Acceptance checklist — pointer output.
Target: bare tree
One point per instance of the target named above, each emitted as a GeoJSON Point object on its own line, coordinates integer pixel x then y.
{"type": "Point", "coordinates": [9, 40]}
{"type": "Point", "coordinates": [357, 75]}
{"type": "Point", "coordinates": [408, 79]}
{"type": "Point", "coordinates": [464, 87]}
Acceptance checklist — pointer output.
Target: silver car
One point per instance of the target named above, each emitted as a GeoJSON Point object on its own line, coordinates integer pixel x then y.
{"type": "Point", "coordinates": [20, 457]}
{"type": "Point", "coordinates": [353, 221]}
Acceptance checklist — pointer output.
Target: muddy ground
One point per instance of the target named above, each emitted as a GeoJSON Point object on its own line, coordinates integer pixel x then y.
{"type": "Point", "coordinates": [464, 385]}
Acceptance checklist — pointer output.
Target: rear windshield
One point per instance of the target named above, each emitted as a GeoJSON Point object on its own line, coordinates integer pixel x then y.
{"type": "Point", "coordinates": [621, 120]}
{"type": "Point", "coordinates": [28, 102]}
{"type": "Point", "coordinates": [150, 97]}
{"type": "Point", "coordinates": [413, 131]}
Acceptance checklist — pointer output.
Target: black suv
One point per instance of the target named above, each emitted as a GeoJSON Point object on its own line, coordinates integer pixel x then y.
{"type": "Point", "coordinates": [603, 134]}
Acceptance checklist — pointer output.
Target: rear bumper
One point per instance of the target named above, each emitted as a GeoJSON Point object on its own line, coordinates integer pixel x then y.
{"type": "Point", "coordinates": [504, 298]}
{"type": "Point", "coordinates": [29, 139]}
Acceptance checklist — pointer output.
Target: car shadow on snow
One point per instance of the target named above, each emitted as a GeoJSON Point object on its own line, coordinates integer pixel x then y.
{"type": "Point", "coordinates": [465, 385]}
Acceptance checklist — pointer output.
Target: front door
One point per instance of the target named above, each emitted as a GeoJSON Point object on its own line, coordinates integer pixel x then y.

_Task requirements_
Check each line above for the string "rear" and show the ones that have it.

_Output of the task_
Target: rear windshield
Target: rear bumper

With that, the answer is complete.